== Segment start ==
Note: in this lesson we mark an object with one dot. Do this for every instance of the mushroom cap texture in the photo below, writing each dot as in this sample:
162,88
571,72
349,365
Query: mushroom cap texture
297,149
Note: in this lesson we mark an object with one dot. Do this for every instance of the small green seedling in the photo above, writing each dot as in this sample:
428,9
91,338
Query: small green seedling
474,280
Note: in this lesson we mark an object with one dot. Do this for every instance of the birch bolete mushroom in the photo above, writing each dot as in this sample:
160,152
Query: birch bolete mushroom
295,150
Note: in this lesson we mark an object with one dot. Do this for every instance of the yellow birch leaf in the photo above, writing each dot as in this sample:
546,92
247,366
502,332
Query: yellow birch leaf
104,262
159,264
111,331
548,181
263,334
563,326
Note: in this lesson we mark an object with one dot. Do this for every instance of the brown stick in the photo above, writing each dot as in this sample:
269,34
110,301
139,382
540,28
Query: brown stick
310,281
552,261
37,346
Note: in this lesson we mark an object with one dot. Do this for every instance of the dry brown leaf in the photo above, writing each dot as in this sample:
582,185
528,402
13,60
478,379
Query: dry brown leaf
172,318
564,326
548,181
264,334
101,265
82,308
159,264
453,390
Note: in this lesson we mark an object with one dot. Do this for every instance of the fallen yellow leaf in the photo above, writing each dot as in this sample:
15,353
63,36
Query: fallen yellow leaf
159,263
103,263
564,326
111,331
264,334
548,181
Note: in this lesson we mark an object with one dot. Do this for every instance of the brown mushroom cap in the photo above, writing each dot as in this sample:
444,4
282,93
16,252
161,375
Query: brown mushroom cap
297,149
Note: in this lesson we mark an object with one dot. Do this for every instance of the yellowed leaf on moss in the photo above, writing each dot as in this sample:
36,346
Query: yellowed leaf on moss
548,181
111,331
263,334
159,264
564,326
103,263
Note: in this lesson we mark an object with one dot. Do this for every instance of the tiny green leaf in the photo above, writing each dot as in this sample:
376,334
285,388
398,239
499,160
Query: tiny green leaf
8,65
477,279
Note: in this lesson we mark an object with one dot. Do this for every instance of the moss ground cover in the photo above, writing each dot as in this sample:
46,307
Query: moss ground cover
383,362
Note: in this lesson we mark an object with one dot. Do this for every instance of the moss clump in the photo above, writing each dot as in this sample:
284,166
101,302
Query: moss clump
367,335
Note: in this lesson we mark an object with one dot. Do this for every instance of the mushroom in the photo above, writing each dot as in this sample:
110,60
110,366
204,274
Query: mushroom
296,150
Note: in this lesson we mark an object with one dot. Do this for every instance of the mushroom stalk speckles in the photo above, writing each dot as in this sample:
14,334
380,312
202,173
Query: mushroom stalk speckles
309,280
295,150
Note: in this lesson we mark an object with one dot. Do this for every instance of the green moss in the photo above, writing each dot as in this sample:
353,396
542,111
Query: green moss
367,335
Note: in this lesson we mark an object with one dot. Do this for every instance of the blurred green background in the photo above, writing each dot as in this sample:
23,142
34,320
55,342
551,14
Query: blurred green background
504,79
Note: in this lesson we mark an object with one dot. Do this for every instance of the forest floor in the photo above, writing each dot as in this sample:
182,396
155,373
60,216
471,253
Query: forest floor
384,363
== Segment end ==
Could you transcribe the whole listing above without any edits?

* RESPONSE
Note: in this lesson we mark an object with one dot. Do this for every instance of the mushroom cap texture in the photo below, writing each dot as in this sample:
162,88
571,72
349,365
Query: mushroom cap texture
297,149
Note: in this lesson we mark an object with one dot. Do this for every instance of the small green seedling in the photo above, writing each dot as in this sample:
428,9
91,338
Query: small green seedling
474,280
Note: in this lesson we mark an object with one dot. Do this for every instance of the birch bolete mushroom in the photo above, writing each dot as in this sample:
160,152
Query: birch bolete mushroom
295,150
Note: in this lesson we mark an object with one dot. Do this for every instance of the yellow birch leaf in the photo above, writing each dot as in this sample:
546,92
247,366
502,332
Query: yellow birch leaf
104,262
159,264
111,331
548,181
263,334
563,326
Note: in this lesson we mark an object with one dot. Do this for every instance of the brown stick in the photo above, writing each dot as in this sample:
269,34
110,301
139,382
540,28
Query: brown stick
310,281
552,261
37,346
Note: in this lesson we mark an object with one dot. Do this for every instance of the dry brown leaf in the photo above, writing each dot as in this sample:
582,185
528,402
13,60
478,379
Query: dry brown leaf
172,318
564,326
548,181
264,334
101,265
82,308
159,264
453,390
Note: in this lesson we mark an object with one dot. Do this for every instance of the fallen yellow leaf in the photo above, writing each dot as in this sample:
15,353
63,36
Query: fallen yellow leaf
159,263
103,263
564,326
111,331
264,334
548,181
Note: in this lesson we mark an object with one dot. Do this for every instance of the brown mushroom cap in the photo above, writing each dot as in this sample:
444,4
282,93
16,252
161,375
Query: brown mushroom cap
297,149
Note: in this lesson we mark an object with one dot. Do this for every instance of the yellowed leaf on moss in the photo above, writing each dot as in this sample:
36,346
Query: yellowed leaf on moss
548,181
111,331
263,334
159,264
564,326
103,263
Note: in this lesson we mark an object with one dot. Do this for every instance of the tiny green leaf in the photo above, writing each dot as in this sample:
376,334
285,388
398,239
499,160
Query: tiny green leaf
8,65
477,279
Note: in this lesson we mark an object with one dot. Do this for every instance of the moss ground cover in the photo above, writing each dot as in this sample:
46,307
Query: moss ground cover
383,362
Note: in this lesson we mark an object with one dot. Do this for every instance of the moss clump in the photo above, writing each dot as in this sample:
284,166
101,302
Query: moss clump
367,335
Note: in this lesson we mark an object with one dot. Do this for every instance of the mushroom in the photo above, writing each dot as in this sample:
110,60
110,366
204,274
Query: mushroom
296,150
Note: in this lesson we mark an object with one dot. Do this for every instance of the mushroom stalk speckles in the photo above, writing each dot as in this sample:
14,334
380,312
202,173
Query: mushroom stalk speckles
309,280
295,150
Note: in this lesson we mark an object with one dot. Do this for every instance of the green moss in the photo above, writing each dot as in this sample:
353,396
542,111
Query: green moss
367,335
Note: in this lesson we mark an object with one dot. Do this for every instance of the blurred green background in the photo above, writing each dot as in this sample:
23,142
34,320
55,342
551,14
Query: blurred green background
504,79
Note: in this lesson we mark an object with one dot. Do this for every instance of the forest floor in the photo above, writing each dot as in this sample:
182,396
155,373
60,216
471,253
Query: forest floor
384,363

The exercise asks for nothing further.